→ Task data:

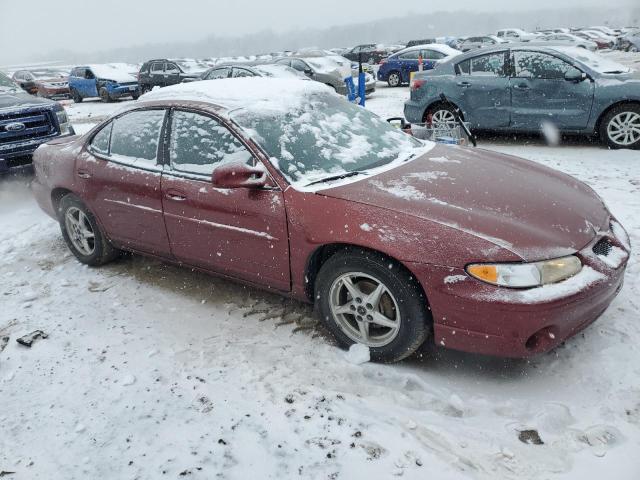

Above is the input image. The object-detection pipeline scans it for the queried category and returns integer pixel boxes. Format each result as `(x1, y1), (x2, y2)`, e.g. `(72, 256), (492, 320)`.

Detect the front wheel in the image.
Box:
(58, 194), (119, 267)
(600, 104), (640, 149)
(387, 72), (402, 88)
(315, 249), (430, 362)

→ What is expected: Could you turn every line of the material above into a JSON list of strings, one string per line, skipping blank lines and leaving out the pictures?

→ Solution to this task:
[
  "Above is the input image. The object-detection pipeline scans it for the queried category and returns integer pixel boxes. Format each result as `(x1, y1), (x2, y2)`, e.g. `(72, 256), (492, 320)`.",
  "Detect the front wheel in the image.",
  "Box:",
  "(58, 194), (119, 267)",
  "(600, 104), (640, 149)",
  "(387, 72), (402, 88)",
  "(315, 249), (430, 362)"
]